In November, 1923, when little Alice was 4, her neighbor led the notorious Beer Hall Putsch, a failed coup d’état. Hitler was found guilty of treason and sentenced to five years in Landsberg Prison, where he dictated his life’s work, Mein Kampf to his fellow prisoner Rudolf Hess. Then, after serving only nine months, Alice’s neighbor was released and came home to her apartment block.

Eventually, things came to their inevitable ending. “We were Jewish and once the Nazis came to power my father was asked to retire,” Alice told the Bristol Post. In 1937, at age 17, she moved to London.

“My parents stayed in Munich and I got a job in London but then the situation in Germany got much worse,” she said. “The day after the Crystal Night (sic) a friend of my parents rang them up saying her husband had been taken to a concentration camp.”

According to the Bristol Post, Alice’s father was also going to be sent to a concentration camp, but was let go because he was old and all the concentration camps were full.

• [Material]:
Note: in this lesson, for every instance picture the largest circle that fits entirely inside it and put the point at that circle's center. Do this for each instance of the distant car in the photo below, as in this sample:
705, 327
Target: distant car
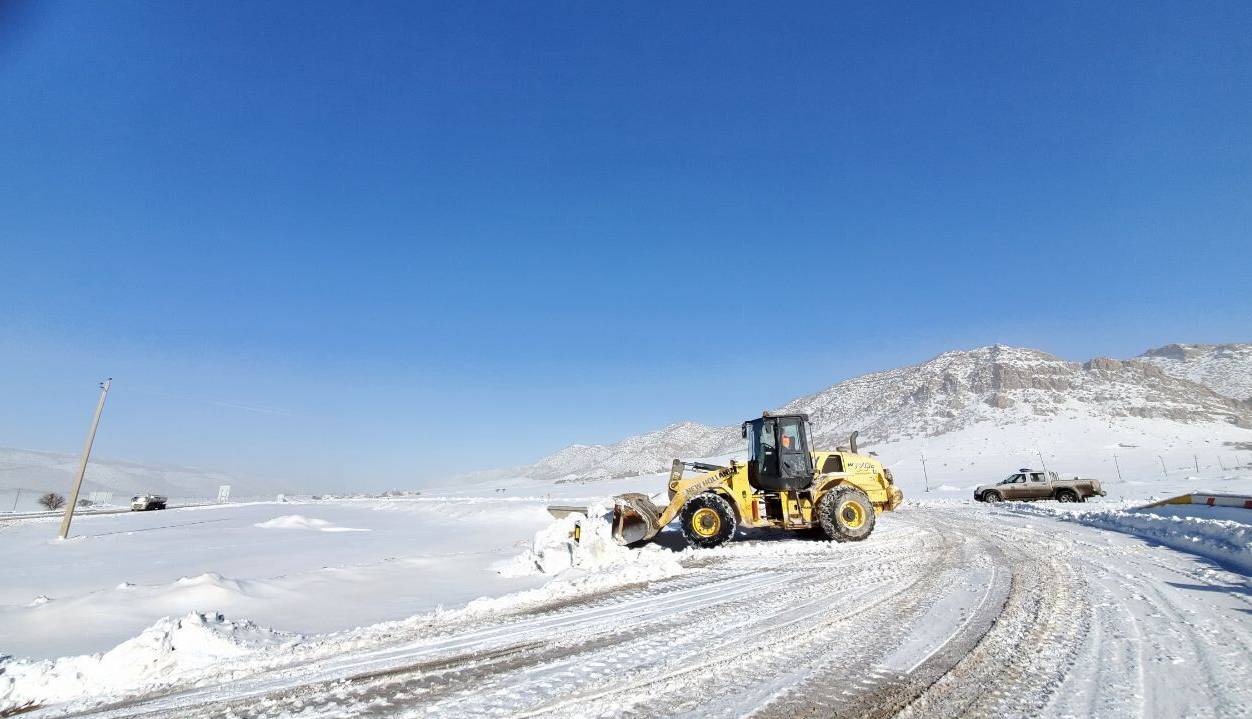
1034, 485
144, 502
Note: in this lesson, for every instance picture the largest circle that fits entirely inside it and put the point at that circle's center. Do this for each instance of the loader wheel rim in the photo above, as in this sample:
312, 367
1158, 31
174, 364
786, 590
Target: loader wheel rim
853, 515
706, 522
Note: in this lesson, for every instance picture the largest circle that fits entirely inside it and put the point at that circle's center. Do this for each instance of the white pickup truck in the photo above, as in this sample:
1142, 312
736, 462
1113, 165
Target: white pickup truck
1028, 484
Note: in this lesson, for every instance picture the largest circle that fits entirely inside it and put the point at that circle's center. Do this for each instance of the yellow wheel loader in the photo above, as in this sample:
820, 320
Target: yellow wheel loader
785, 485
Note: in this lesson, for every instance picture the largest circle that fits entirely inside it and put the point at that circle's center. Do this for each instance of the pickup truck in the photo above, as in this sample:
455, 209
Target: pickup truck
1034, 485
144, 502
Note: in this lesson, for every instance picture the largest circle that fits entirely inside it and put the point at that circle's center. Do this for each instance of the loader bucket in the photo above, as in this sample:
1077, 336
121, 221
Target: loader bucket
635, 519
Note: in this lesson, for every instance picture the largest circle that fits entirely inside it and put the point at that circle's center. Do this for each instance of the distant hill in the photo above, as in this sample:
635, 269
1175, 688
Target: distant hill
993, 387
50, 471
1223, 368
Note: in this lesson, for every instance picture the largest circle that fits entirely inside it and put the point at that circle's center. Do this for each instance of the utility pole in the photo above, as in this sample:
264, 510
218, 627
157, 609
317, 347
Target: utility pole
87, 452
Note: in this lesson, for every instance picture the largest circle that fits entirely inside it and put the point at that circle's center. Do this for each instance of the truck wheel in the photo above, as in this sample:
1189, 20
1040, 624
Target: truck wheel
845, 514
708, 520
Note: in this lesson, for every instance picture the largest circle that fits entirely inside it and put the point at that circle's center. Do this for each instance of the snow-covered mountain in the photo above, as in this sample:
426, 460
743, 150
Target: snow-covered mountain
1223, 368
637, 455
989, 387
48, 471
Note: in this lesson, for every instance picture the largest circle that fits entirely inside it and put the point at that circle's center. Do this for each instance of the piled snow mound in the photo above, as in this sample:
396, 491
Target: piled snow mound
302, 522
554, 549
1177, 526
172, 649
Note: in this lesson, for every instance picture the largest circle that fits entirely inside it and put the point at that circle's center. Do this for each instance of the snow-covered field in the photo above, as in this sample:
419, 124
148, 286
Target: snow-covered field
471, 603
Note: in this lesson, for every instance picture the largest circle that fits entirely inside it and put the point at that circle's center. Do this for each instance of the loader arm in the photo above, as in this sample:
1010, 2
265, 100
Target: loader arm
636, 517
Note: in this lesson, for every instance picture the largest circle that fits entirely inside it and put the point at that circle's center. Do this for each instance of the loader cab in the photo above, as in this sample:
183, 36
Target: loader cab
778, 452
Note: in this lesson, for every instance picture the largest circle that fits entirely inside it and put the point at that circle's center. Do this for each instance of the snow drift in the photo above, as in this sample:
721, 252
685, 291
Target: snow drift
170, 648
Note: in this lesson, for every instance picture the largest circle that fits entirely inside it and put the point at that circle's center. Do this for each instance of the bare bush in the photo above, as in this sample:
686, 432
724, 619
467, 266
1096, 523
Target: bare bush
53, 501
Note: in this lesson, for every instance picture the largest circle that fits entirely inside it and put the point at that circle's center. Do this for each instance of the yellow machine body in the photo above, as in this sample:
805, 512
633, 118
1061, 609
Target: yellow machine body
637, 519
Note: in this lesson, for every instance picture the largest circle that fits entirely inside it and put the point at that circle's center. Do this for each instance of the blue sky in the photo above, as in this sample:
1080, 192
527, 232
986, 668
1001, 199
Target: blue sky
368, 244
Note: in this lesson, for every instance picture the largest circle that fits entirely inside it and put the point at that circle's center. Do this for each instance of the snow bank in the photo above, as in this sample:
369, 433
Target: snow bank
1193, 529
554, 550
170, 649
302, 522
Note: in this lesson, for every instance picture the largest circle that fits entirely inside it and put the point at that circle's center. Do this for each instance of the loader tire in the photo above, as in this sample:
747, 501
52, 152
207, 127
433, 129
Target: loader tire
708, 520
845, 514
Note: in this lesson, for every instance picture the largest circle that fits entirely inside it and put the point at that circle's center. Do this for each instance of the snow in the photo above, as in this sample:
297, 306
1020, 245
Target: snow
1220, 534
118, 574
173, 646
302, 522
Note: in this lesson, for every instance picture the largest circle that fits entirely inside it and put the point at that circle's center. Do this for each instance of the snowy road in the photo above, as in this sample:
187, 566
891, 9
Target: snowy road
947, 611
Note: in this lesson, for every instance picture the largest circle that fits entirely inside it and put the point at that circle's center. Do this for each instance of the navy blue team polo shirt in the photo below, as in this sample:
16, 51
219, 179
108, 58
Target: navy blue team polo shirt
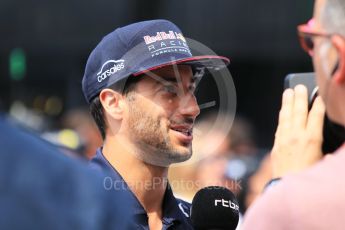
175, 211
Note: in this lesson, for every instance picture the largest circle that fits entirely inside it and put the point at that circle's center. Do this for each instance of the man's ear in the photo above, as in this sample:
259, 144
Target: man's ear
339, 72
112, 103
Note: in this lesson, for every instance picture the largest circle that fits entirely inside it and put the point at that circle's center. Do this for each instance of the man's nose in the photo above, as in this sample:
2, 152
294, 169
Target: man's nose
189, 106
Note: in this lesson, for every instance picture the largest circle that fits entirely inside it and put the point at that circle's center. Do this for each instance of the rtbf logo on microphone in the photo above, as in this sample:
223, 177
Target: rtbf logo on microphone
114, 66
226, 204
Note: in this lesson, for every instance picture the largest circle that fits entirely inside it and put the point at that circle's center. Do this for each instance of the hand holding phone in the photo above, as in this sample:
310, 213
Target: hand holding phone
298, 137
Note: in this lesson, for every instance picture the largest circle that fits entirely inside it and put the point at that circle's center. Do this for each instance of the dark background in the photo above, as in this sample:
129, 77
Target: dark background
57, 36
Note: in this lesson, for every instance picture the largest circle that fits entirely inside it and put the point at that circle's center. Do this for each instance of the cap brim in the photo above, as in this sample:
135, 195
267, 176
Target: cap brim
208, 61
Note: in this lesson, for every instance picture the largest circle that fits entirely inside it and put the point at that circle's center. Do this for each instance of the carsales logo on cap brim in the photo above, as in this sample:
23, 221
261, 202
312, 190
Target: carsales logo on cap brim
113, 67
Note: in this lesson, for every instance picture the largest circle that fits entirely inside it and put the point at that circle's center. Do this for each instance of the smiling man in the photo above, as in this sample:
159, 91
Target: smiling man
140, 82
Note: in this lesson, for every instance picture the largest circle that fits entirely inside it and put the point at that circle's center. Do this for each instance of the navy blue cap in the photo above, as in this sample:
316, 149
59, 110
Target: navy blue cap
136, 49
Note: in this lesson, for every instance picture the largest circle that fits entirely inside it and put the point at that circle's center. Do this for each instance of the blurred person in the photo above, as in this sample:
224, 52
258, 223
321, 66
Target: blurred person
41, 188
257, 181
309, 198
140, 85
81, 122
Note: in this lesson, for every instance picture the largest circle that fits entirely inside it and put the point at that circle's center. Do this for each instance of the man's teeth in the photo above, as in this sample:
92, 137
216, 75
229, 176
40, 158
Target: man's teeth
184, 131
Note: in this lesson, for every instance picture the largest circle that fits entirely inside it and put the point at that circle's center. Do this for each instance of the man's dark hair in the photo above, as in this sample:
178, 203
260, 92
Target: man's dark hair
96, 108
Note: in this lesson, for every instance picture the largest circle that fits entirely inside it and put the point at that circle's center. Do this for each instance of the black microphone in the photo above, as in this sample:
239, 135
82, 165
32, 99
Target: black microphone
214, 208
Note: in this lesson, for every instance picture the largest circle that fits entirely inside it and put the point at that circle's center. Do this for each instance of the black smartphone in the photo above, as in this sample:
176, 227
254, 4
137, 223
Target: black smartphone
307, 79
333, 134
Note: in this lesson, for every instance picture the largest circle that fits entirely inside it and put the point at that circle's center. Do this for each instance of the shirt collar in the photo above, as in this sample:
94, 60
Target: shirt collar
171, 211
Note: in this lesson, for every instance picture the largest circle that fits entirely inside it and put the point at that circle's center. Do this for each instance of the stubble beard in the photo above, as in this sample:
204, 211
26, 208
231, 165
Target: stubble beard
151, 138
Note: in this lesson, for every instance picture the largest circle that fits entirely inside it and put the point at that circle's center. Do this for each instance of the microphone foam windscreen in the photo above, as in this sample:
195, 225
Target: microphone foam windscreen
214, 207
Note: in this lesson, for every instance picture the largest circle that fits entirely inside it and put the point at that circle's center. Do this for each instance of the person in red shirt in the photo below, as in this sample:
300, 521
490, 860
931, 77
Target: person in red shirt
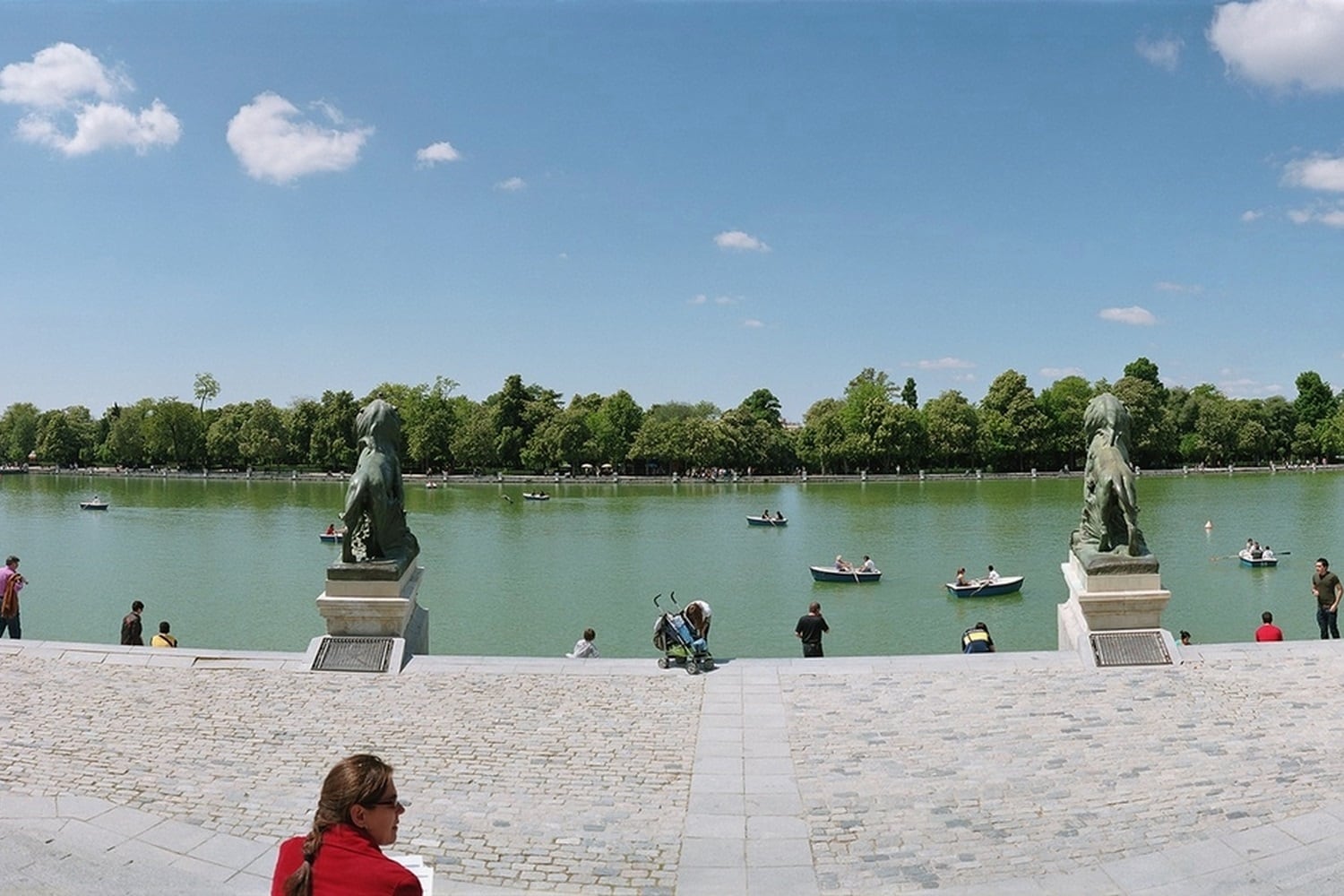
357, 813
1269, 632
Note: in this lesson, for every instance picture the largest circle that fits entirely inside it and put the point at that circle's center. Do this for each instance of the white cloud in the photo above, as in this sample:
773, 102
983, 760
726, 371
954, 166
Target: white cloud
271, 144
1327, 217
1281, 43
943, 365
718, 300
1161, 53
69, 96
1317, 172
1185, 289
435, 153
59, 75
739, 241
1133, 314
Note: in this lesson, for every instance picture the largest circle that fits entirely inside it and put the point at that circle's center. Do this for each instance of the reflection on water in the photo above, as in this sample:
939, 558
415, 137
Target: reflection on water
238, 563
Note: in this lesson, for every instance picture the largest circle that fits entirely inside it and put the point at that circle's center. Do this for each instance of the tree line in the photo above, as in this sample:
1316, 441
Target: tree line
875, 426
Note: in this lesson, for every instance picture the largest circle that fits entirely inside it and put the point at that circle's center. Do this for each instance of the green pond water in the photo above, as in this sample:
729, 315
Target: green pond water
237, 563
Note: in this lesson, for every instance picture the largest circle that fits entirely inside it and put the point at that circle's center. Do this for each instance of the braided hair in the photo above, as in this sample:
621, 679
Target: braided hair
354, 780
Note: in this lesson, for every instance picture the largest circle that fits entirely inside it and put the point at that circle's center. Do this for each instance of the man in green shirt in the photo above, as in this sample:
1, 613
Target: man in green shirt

• [Exercise instructions]: Write out the part of the passage about Alice's family in Munich from "According to the" up to and including "camps were full.".

• [Response to this exercise]:
According to the Bristol Post, Alice’s father was also going to be sent to a concentration camp, but was let go because he was old and all the concentration camps were full.